§ TRY IT
Output the entries word for word. Omit images.

§ DATA TO EXAMINE
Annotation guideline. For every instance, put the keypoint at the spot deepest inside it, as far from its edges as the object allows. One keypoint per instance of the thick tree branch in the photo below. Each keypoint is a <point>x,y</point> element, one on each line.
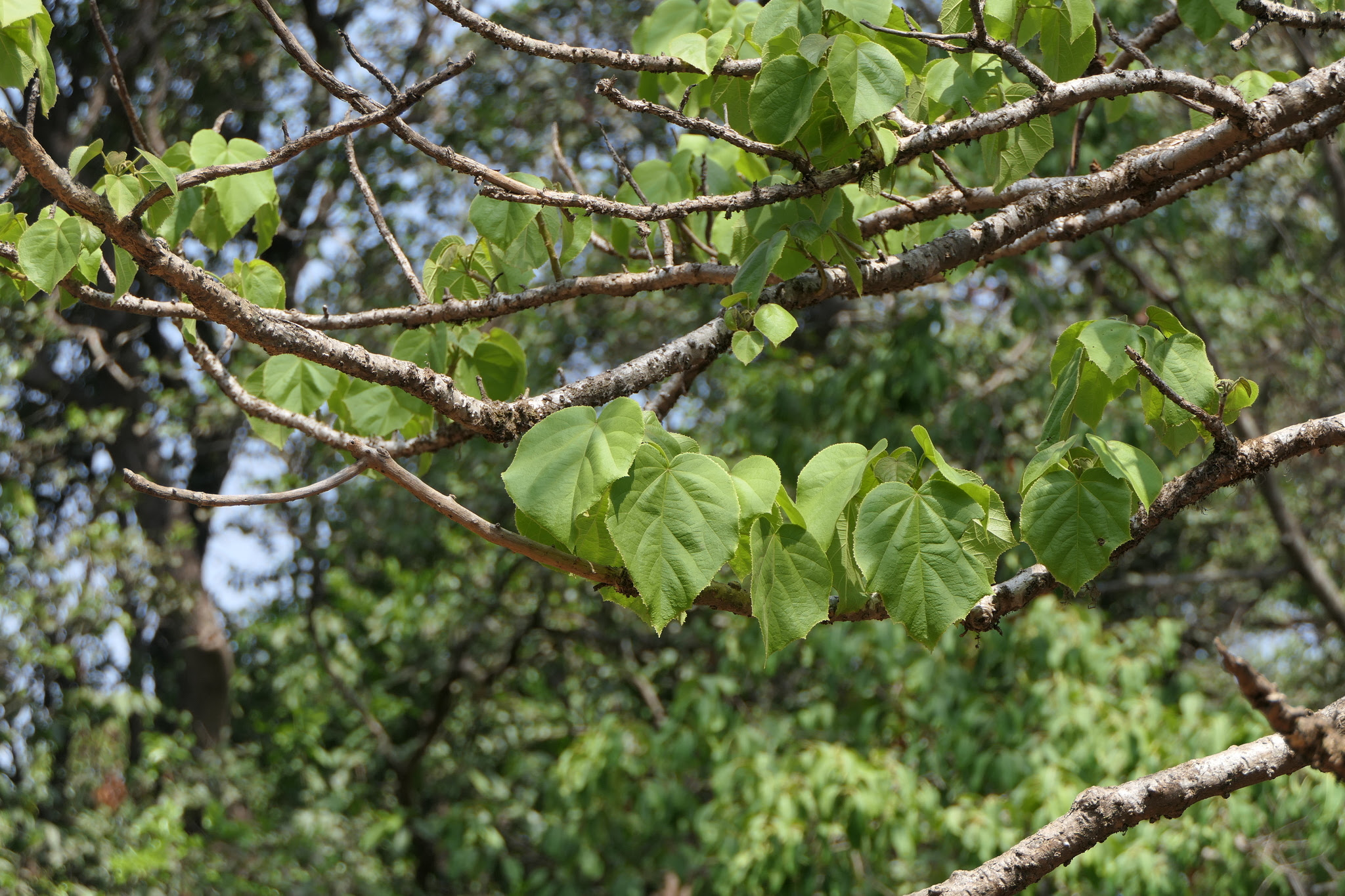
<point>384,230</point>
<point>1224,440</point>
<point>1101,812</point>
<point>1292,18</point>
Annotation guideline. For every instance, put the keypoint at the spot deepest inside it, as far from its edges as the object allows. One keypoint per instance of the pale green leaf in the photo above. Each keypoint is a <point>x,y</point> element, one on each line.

§ SOLUTION TO THIS TASK
Annotation guideline. For every instance, put the keypoint at the spot deepest inside it, as far from its edges as the object allows. One keypoint per instance of the thick tree branch in the photo below. Each keypoint is a <point>x,y</point> element, one on each line.
<point>384,230</point>
<point>1224,440</point>
<point>1101,812</point>
<point>1292,18</point>
Annotation guideline. For every instance, put the keypoint at the spot deepest inside it, as far from its edges as the object allows. One keypoint per instance of the pale green leaf in the photo above. Each keypoint is a <point>x,y</point> element, one on each line.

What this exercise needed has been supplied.